▶ _WHAT YOU SHOULD DO_
Locate each line in the records that contains the word "negative", and copy those lines out.

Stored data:
════

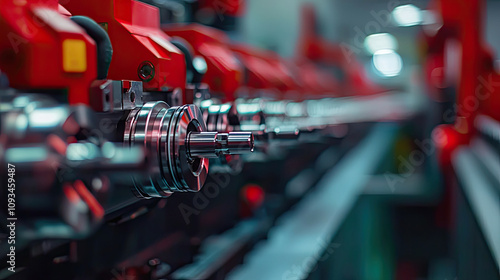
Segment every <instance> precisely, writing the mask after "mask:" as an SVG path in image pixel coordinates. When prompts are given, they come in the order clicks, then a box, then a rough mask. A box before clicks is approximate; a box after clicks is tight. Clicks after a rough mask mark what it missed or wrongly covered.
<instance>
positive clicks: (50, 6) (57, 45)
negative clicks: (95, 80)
mask: <svg viewBox="0 0 500 280" xmlns="http://www.w3.org/2000/svg"><path fill="white" fill-rule="evenodd" d="M0 6H1V7H2V8H1V9H0V36H1V38H0V68H1V69H3V71H4V72H5V74H6V75H7V77H8V78H9V81H10V85H11V86H12V87H14V88H18V89H23V90H30V91H33V90H64V91H66V92H67V99H68V102H69V103H70V104H79V103H83V104H88V103H89V94H88V91H89V87H90V84H91V83H92V81H93V80H95V79H96V77H97V58H96V55H97V54H96V46H95V44H94V41H93V40H92V39H91V38H90V37H89V36H88V35H87V34H86V33H85V31H84V30H83V29H82V28H80V27H79V26H78V25H77V24H75V23H74V22H72V21H71V20H70V19H68V18H66V17H65V16H63V15H61V14H60V13H59V5H58V1H57V0H26V1H15V0H0Z"/></svg>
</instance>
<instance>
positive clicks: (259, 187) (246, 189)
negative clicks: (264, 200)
mask: <svg viewBox="0 0 500 280" xmlns="http://www.w3.org/2000/svg"><path fill="white" fill-rule="evenodd" d="M241 193H242V197H243V200H244V201H245V202H246V204H247V205H248V206H250V208H251V209H252V210H253V209H256V208H258V207H260V206H261V205H262V203H263V202H264V197H265V193H264V190H263V189H262V188H261V187H260V186H259V185H255V184H248V185H246V186H245V187H243V189H241Z"/></svg>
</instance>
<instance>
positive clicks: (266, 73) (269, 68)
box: [231, 44, 301, 99]
mask: <svg viewBox="0 0 500 280" xmlns="http://www.w3.org/2000/svg"><path fill="white" fill-rule="evenodd" d="M231 49H232V50H233V51H234V52H235V53H236V54H237V55H238V58H239V59H240V61H241V62H242V63H243V65H244V66H245V71H246V81H245V86H246V87H247V88H248V89H249V90H250V97H264V96H261V94H263V93H265V95H267V96H269V95H271V96H270V97H274V98H277V99H289V98H292V99H295V98H297V93H298V92H300V91H301V87H300V85H299V84H298V83H297V82H296V81H295V79H294V76H293V73H292V72H291V71H290V69H289V68H288V67H287V65H286V63H285V61H284V60H283V59H282V58H281V57H280V56H279V55H278V54H277V53H274V52H271V51H266V50H259V49H256V48H252V47H250V46H247V45H242V44H233V45H231ZM273 93H275V94H273Z"/></svg>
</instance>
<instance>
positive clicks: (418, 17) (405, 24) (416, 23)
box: [392, 4, 422, 26]
mask: <svg viewBox="0 0 500 280" xmlns="http://www.w3.org/2000/svg"><path fill="white" fill-rule="evenodd" d="M392 18H393V19H394V22H396V24H397V25H399V26H414V25H418V24H421V23H422V13H421V11H420V9H419V8H417V7H416V6H415V5H411V4H410V5H402V6H398V7H396V8H395V9H394V10H393V11H392Z"/></svg>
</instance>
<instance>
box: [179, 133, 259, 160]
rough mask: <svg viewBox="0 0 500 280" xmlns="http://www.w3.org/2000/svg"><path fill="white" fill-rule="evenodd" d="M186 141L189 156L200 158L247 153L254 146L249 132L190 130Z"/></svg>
mask: <svg viewBox="0 0 500 280" xmlns="http://www.w3.org/2000/svg"><path fill="white" fill-rule="evenodd" d="M186 142H187V145H188V150H189V154H190V156H191V157H201V158H215V157H219V156H221V155H240V154H247V153H251V152H252V151H253V148H254V139H253V135H252V133H251V132H229V133H218V132H191V133H190V134H189V136H188V138H187V141H186Z"/></svg>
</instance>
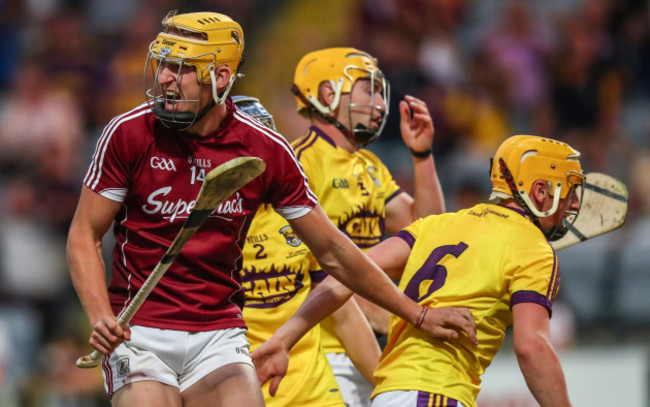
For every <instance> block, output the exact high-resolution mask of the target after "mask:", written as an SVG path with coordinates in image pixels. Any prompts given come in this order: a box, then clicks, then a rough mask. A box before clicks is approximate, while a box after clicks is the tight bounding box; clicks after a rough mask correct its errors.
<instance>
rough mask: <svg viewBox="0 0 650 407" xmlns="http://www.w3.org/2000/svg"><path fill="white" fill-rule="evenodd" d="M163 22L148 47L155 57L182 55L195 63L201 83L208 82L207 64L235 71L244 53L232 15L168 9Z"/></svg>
mask: <svg viewBox="0 0 650 407" xmlns="http://www.w3.org/2000/svg"><path fill="white" fill-rule="evenodd" d="M162 26H163V31H162V32H161V33H160V34H158V37H156V39H155V40H154V42H152V43H151V49H150V51H151V53H152V54H153V56H154V57H157V59H163V58H167V59H173V58H178V59H181V60H182V61H183V63H185V64H188V65H192V66H194V67H196V70H197V74H198V76H199V80H200V81H201V82H203V83H209V82H210V72H209V67H210V66H214V67H216V66H219V65H227V66H228V67H229V68H230V70H231V71H232V74H233V75H236V74H237V70H238V69H239V65H240V63H241V62H242V58H243V55H244V32H243V31H242V29H241V26H240V25H239V24H238V23H237V22H236V21H234V20H233V19H232V18H230V17H228V16H227V15H225V14H219V13H210V12H200V13H187V14H175V12H170V13H169V14H167V16H166V17H165V18H164V19H163V21H162Z"/></svg>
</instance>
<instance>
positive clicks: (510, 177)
mask: <svg viewBox="0 0 650 407" xmlns="http://www.w3.org/2000/svg"><path fill="white" fill-rule="evenodd" d="M499 169H500V170H501V174H503V177H504V178H505V180H506V183H507V184H508V187H509V188H510V192H511V193H512V196H513V197H514V199H515V201H517V204H519V206H521V207H522V208H523V210H524V211H525V212H526V214H527V215H528V216H529V217H530V218H531V219H532V221H533V223H534V224H535V226H537V227H538V228H539V230H541V231H542V233H544V236H545V237H546V239H548V240H549V241H551V242H553V241H555V240H559V239H561V238H562V237H563V236H564V235H566V233H567V232H568V231H569V228H568V227H565V226H564V225H562V226H555V227H552V228H550V229H548V230H544V229H543V228H542V225H541V224H540V223H539V218H545V217H547V216H551V215H552V214H554V213H555V211H557V208H558V206H559V203H560V193H561V192H562V183H561V182H558V183H557V184H555V192H554V196H553V206H552V207H551V209H549V210H548V211H540V210H539V209H537V208H536V207H535V204H533V201H532V200H531V199H530V197H529V196H528V194H526V191H525V190H523V189H520V190H517V186H516V185H515V180H514V177H513V176H512V173H511V172H510V170H509V169H508V166H507V165H506V162H505V161H504V160H503V158H499Z"/></svg>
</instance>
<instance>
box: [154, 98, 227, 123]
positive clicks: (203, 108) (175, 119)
mask: <svg viewBox="0 0 650 407" xmlns="http://www.w3.org/2000/svg"><path fill="white" fill-rule="evenodd" d="M213 106H215V103H214V102H213V101H210V102H209V103H208V104H207V105H205V107H204V108H203V109H201V111H199V112H198V113H194V112H175V111H169V110H166V109H165V102H164V101H163V102H154V104H153V106H152V108H151V110H153V112H154V113H155V115H156V117H158V119H159V120H160V121H161V122H162V123H163V124H164V125H165V126H166V127H169V128H170V129H172V130H187V129H189V128H190V127H192V126H193V125H194V123H198V122H199V121H200V120H201V119H202V118H203V116H205V115H206V114H207V113H208V112H209V111H210V109H212V107H213Z"/></svg>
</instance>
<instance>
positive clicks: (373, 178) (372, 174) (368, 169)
mask: <svg viewBox="0 0 650 407" xmlns="http://www.w3.org/2000/svg"><path fill="white" fill-rule="evenodd" d="M366 172H367V173H368V175H369V176H370V178H371V179H372V183H373V184H375V186H376V187H380V186H381V182H379V178H378V177H377V170H376V169H375V167H368V168H367V169H366Z"/></svg>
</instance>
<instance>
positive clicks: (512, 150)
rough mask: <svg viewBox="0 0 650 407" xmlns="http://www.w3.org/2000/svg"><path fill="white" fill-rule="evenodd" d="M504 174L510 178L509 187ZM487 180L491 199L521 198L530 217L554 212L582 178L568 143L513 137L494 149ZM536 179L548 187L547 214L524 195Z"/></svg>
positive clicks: (532, 136)
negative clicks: (548, 205)
mask: <svg viewBox="0 0 650 407" xmlns="http://www.w3.org/2000/svg"><path fill="white" fill-rule="evenodd" d="M501 160H502V161H503V163H501ZM504 167H505V168H504ZM508 172H509V174H511V176H512V185H511V184H510V183H509V177H508V174H507V173H508ZM490 178H491V180H492V186H493V188H492V195H491V196H490V199H491V200H494V199H499V198H513V197H514V198H516V199H517V200H519V199H520V198H521V199H523V201H524V202H525V203H526V204H527V205H526V206H527V207H528V208H527V209H529V210H530V211H531V212H532V213H533V214H535V215H536V216H538V217H546V216H550V215H552V214H553V213H555V211H556V210H557V207H558V204H559V200H560V199H564V198H566V197H567V196H568V195H569V192H570V191H571V188H572V187H573V186H574V185H580V184H582V182H583V181H584V178H585V177H584V173H583V171H582V167H581V166H580V153H579V152H578V151H576V150H575V149H573V148H572V147H571V146H569V145H568V144H566V143H563V142H561V141H557V140H553V139H550V138H544V137H537V136H528V135H517V136H512V137H510V138H508V139H506V140H505V141H504V142H503V143H501V146H499V148H498V149H497V152H496V154H495V156H494V159H493V160H492V164H491V168H490ZM536 180H544V181H547V182H549V183H550V185H551V193H552V194H553V197H554V202H553V206H552V207H551V208H550V209H549V210H548V211H543V212H542V211H539V210H538V209H537V208H536V207H535V205H533V204H532V202H531V200H530V198H529V196H528V194H529V193H530V190H531V187H532V185H533V183H534V182H535V181H536ZM513 192H515V193H516V194H517V195H518V196H515V195H513Z"/></svg>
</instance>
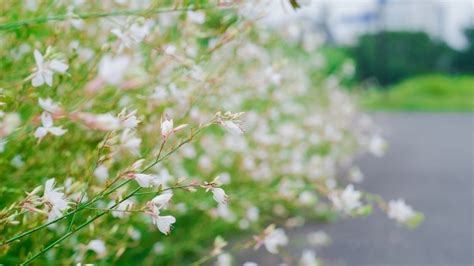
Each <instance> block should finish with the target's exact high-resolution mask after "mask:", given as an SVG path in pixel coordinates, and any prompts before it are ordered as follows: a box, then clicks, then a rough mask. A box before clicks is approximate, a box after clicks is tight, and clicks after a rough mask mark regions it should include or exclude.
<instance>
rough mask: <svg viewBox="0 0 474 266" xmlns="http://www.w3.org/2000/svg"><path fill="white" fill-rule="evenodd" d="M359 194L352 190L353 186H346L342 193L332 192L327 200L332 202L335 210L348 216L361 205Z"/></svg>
mask: <svg viewBox="0 0 474 266" xmlns="http://www.w3.org/2000/svg"><path fill="white" fill-rule="evenodd" d="M360 197H361V193H360V192H359V191H357V190H354V186H353V185H348V186H347V187H346V188H345V189H344V191H342V193H336V192H333V193H331V195H329V199H330V200H331V201H332V202H333V204H334V207H336V209H337V210H340V211H343V212H345V213H346V214H350V213H351V211H352V210H354V209H355V208H358V207H360V206H361V205H362V203H361V202H360Z"/></svg>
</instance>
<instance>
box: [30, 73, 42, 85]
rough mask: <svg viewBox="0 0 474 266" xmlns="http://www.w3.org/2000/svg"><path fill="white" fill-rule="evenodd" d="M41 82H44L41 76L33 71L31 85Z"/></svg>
mask: <svg viewBox="0 0 474 266" xmlns="http://www.w3.org/2000/svg"><path fill="white" fill-rule="evenodd" d="M43 84H44V79H43V76H42V75H40V74H38V73H35V74H34V76H33V79H32V80H31V85H33V87H39V86H41V85H43Z"/></svg>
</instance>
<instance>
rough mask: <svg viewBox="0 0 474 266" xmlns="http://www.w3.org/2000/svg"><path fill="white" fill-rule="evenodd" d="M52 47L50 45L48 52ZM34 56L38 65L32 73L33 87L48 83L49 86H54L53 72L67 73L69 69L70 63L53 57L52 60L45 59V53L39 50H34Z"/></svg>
mask: <svg viewBox="0 0 474 266" xmlns="http://www.w3.org/2000/svg"><path fill="white" fill-rule="evenodd" d="M49 50H50V47H48V49H47V52H46V54H48V51H49ZM34 57H35V61H36V67H35V69H34V73H33V74H32V75H31V85H33V87H39V86H41V85H43V84H44V83H46V84H47V85H48V86H50V87H51V86H53V74H54V73H60V74H64V73H66V70H67V69H68V65H66V64H65V63H63V62H61V61H60V60H57V59H53V60H50V61H47V60H46V61H45V60H44V57H43V55H42V54H41V53H40V52H39V51H38V50H35V51H34Z"/></svg>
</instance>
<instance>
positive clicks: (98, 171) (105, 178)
mask: <svg viewBox="0 0 474 266" xmlns="http://www.w3.org/2000/svg"><path fill="white" fill-rule="evenodd" d="M94 176H95V177H97V179H99V181H100V182H102V183H103V182H105V180H107V178H109V169H108V168H107V166H105V165H103V164H101V165H99V166H97V167H96V169H95V170H94Z"/></svg>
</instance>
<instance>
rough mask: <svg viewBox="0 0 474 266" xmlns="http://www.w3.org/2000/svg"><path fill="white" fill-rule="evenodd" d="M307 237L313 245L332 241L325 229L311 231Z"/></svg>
mask: <svg viewBox="0 0 474 266" xmlns="http://www.w3.org/2000/svg"><path fill="white" fill-rule="evenodd" d="M306 238H307V240H308V243H309V244H310V245H313V246H325V245H328V244H329V243H330V242H331V238H330V237H329V235H328V234H326V233H325V232H324V231H316V232H311V233H309V234H308V236H307V237H306Z"/></svg>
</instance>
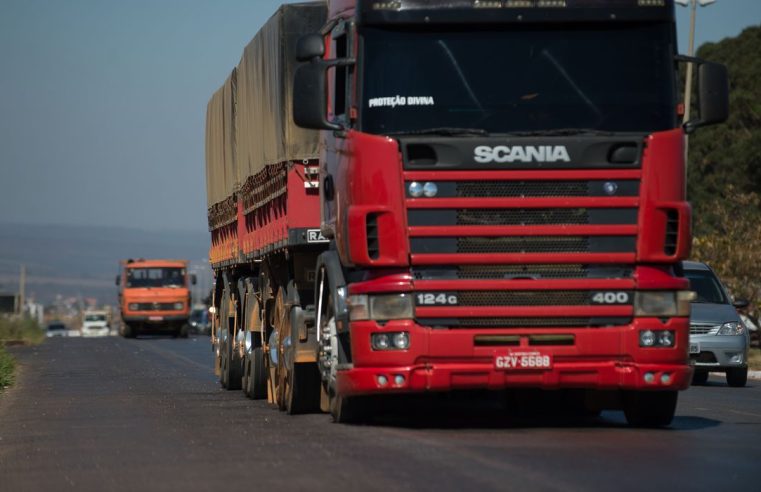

════

▶ _WRITTEN ANSWER_
negative clicks: (95, 80)
negative clicks: (264, 200)
negative clicks: (548, 205)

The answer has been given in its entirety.